Réponse aux questions posées au paragraphe 12 de la liste de points

44.La Constitution du Kenya (art. 53) reconnaît la nécessité pour tous les enfants d’être protégés contre la maltraitance, la négligence, les pratiques culturelles préjudiciables, toutes les formes de violence, les traitements et châtiments inhumains et les travaux dangereux ou relevant de l’exploitation par le travail. La Constitution dispose que les enfants ont des droits fondamentaux, notamment le droit à l’éducation, à la nutrition, au logement, aux soins de santé et aux soins parentaux. Ces dispositions sont conformes à celles énoncées dans la Convention relative aux droits de l’enfant et la Charte africaine des droits et du bien-être de l’enfant, auxquelles le Kenya a adhéré.

45.Le Gouvernement kényan est conscient que la protection de l’enfance est une question multisectorielle et multidisciplinaire qui nécessite la participation de tous. Deux documents essentiels pour orienter les parties prenantes dans la mise en place d’un système plus solide et plus efficace ont donc été élaborés. Le premier document, le Cadre pour le système national de protection de l’enfance au Kenya (2011), vise à promouvoir l’établissement de liens entre les différents acteurs et à fournir des interventions et des réponses coordonnées par le biais de mécanismes statutaires. Le second, les Directives pour les systèmes de protection de l’enfance au niveau des comtés, énonce un programme pour une action coordonnée à l’échelle des comtés et fournit des instructions de procédure pour tous les acteurs formels et informels.

46.En 2014, la Commission nationale pour l’égalité des sexes (NGEC) a procédé à un audit des établissements caritatifs qui accueillent des enfants au Kenya afin de déterminer leur statut général et d’évaluer le niveau d’intégration des principes d’égalité et d’inclusion ainsi que l’application de mesures d’action positive. Cette étude visait en outre à identifier les facteurs qui amènent les enfants à être accueillis dans des établissements caritatifs. L’étude a été réalisée à l’échelle de quatre comtés, à savoir Meru, Nyandarua, Siaya et Bungoma, dans 16 foyers agréés pour enfants des secteurs public et privé. L’étude a montré que les facteurs qui amènent les enfants à être accueillis dans des établissements caritatifs incluent : le VIH/sida, l’exhérédation, les grossesses précoces, la culture et les croyances, la négligence parentale et la pauvreté. Les auteurs de l’étude ont recommandé la refonte du Règlement de 2005 relatif à l’accueil caritatif des enfants pour y inclure des directives sur l’adéquation du cadre de vie et des normes de développement des infrastructures. Ils ont également recommandé de multiplier les inspections des établissements afin de s’assurer que seuls ceux qui offrent une prise en charge et une protection globales des enfants sont agréés.

47.Le Gouvernement s’est attaché à réglementer le fonctionnement des établissements caritatifs accueillant des enfants. À cet égard, la création et la gestion des établissements caritatifs pour enfants sont régies par diverses dispositions législatives, dont le Règlement de 2005 relatif à l’accueil caritatif des enfants et la Constitution kényane de 2010. En 2013 et 2014, les Normes nationales en matière de pratiques optimales dans les établissements caritatifs pour enfants et les Lignes directrices relatives à la protection familiale de remplacement pour les enfants au Kenya ont été respectivement élaborées. Les critères d’agrément ont également été relevés. Jusqu’à présent, 854 établissements caritatifs pour enfants ont été agréés dans le cadre d’une procédure d’agrément qui doit être renouvelée à expiration tous les trois ans.

——

• [Consigne écrite A]
Répondez à ces questions d'après l'extrait sur la protection de l'enfance au Kenya :
(i) Quel article de la Constitution du Kenya reconnaît la nécessité de protéger tous les enfants ?
(ii) En quelle année la Commission nationale pour l'égalité des sexes a-t-elle procédé à l'audit des établissements caritatifs accueillant des enfants ?
(iii) Combien d'établissements caritatifs pour enfants ont été agréés jusqu'à présent ?
• [Consigne écrite B] Reprenez l'extrait sur la protection de l'enfance au Kenya et poursuivez-le à partir de sa dernière phrase.
Les lignes qui suivent proviennent d'une autre source.

• [Lignes fournies]
——

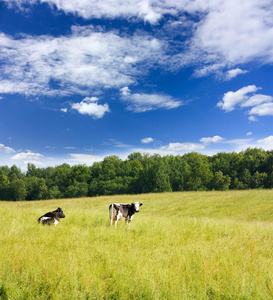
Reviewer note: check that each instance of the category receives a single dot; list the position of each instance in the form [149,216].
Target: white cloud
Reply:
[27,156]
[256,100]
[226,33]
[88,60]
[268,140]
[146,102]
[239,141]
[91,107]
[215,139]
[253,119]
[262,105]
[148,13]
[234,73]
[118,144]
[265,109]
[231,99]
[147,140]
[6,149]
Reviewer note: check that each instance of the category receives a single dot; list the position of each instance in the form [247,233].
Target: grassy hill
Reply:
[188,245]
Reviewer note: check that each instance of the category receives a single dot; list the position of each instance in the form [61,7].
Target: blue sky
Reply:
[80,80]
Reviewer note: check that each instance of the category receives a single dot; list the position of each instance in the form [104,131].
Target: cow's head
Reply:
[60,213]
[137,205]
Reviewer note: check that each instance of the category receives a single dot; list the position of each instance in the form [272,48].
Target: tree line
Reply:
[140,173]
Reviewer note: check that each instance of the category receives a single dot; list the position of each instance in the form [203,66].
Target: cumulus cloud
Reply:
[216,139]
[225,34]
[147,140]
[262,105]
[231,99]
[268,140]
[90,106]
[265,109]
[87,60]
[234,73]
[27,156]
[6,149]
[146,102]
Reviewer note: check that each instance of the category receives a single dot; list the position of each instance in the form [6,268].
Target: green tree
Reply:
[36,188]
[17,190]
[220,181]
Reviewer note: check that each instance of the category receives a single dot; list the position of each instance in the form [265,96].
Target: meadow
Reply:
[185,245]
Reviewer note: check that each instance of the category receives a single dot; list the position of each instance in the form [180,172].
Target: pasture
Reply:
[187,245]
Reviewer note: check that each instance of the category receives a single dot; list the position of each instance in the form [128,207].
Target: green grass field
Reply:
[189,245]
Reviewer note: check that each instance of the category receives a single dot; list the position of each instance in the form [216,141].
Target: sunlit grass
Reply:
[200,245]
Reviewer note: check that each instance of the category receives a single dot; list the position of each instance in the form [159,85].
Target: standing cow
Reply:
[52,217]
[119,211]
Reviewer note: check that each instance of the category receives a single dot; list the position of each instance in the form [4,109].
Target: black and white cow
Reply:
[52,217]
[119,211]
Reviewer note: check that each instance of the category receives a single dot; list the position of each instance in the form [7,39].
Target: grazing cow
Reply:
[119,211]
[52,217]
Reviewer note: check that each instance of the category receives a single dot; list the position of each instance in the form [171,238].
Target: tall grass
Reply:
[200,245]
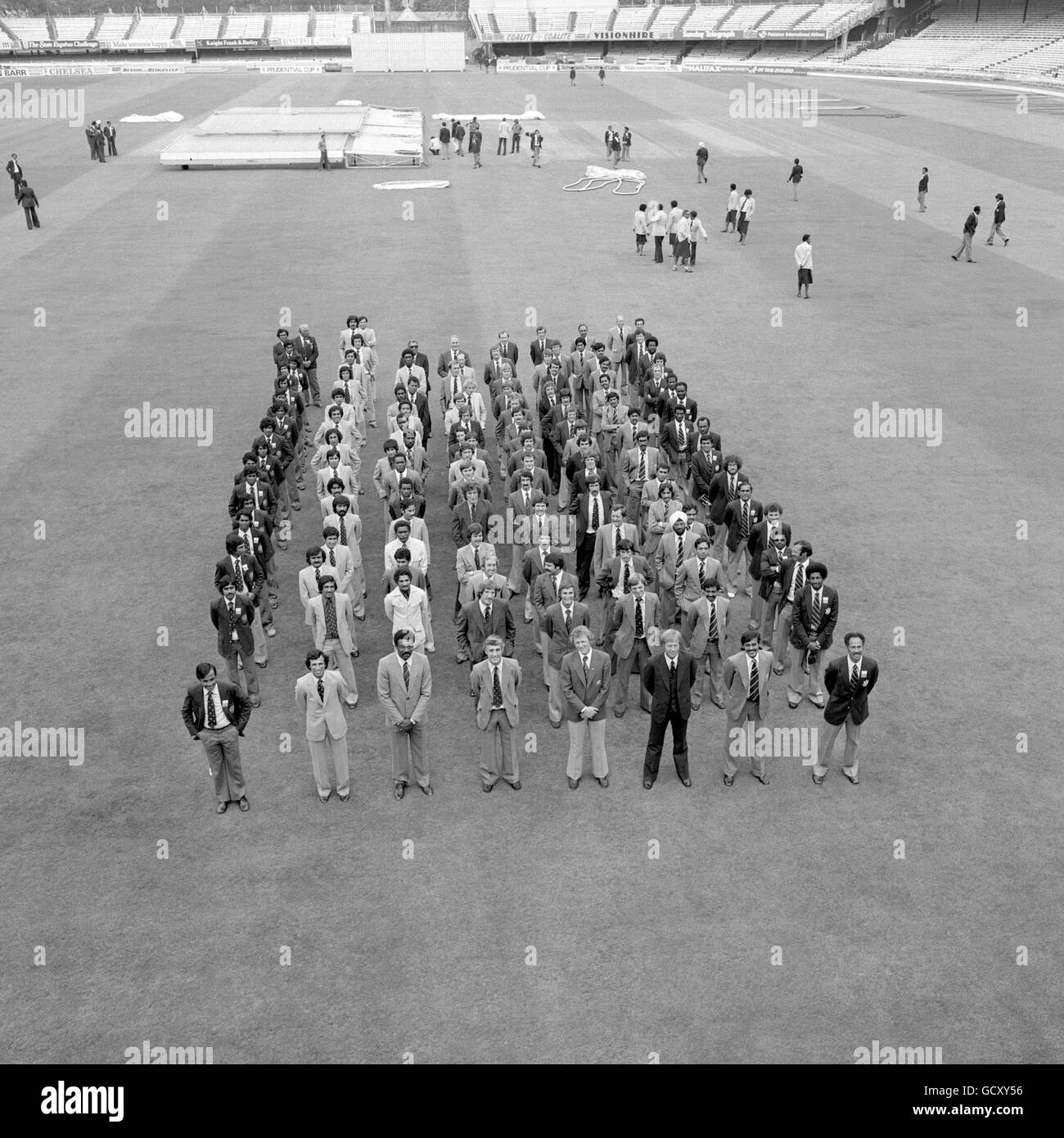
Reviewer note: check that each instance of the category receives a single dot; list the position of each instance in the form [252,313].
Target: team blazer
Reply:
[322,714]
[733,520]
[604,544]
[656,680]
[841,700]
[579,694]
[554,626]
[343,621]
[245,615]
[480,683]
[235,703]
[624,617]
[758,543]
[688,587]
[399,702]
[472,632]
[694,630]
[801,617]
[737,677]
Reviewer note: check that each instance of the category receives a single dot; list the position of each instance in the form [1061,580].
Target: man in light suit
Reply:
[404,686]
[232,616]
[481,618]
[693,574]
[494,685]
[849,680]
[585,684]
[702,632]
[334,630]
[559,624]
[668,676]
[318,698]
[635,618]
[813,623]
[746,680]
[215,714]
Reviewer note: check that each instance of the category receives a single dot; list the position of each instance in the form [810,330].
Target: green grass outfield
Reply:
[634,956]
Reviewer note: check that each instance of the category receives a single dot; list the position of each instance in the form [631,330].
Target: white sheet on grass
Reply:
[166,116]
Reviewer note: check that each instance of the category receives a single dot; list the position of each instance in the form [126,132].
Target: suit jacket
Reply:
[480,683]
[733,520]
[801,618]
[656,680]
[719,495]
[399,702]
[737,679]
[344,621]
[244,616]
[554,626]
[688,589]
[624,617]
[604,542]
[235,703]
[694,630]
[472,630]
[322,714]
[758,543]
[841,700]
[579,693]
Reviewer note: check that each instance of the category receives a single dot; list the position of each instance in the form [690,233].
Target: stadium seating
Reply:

——

• [Résultat A]
(i) L'article 53.
(ii) En 2014.
(iii) 854 établissements.

• [Résultat B]
48.Le Département des services à l’enfance et le Conseil national pour les services aux enfants assurent un suivi régulier des établissements caritatifs pour enfants dans le pays afin d’évaluer la qualité des services fournis. La loi sur l’enfance (maintenant le projet de loi sur l’enfance) est en cours de révision et contient des dispositions visant à garantir la qualité des soins en établissements et la réinsertion des enfants au moyen d’une protection familiale de remplacement et d’autres programmes. Le Département des services à l’enfance a entrepris de traiter les données sur les enfants placés en institutions et procède actuellement, à ce titre, à la cartographie des établissements caritatifs pour enfants dans le pays pour l’exercice 2017/18. Le Département travaille aussi en collaboration avec l’Association des œuvres de bienfaisance pour enfants au Kenya, entre autres parties prenantes, pour assurer l’amélioration des services.

49.Des unités de protection de l’enfance ont également été créées dans certains commissariats afin de répondre aux besoins des enfants en conflit avec la loi et de ceux qui ont besoin de protection durant l’instruction de l’affaire qui les concerne. Ces unités veillent à la protection des droits des enfants dans les commissariats et à ce que les enfants ne soient pas mélangés avec des adultes. La première unité de police kenyane spécialisée dans la lutte contre l’exploitation sexuelle des enfants et les violences sexuelles sur enfants a été créée en octobre 2016. Les unités de protection de l’enfance, composées de 12 fonctionnaires de la Police nationale ainsi que d’un membre des services à l’enfance, sont opérationnelles depuis avril 2016 et ont déjà joué un rôle essentiel dans la protection de 150 enfants. Avec le soutien de l’agence britannique de lutte contre la criminalité organisée (National Crime Agency), le Gouvernement, par l’intermédiaire de la Police nationale, entend créer une unité interorganisations autonome pour développer des unités de protection de l’enfance analogues dans tout le pays. En juin 2017, le pays comptait 15 unités de protection de l’enfance, établies avec le soutien de partenaires.

50.Pour protéger les enfants contre la maltraitance, la violence, la traite et l’exploitation, le Gouvernement a mis en place un service national d’assistance téléphonique, le 116, qui est une ligne téléphonique gratuite pouvant être appelée par tous pour signaler les cas de maltraitance d’enfants. Le service répond en moyenne à entre 5 000 et 7 000 appels par an. Le principal centre d’appel est situé dans la localité de Lower Kabete (comté de Nairobi). Deux autres centres d’appel se trouvent à Eldoret et dans le comté de Garissa.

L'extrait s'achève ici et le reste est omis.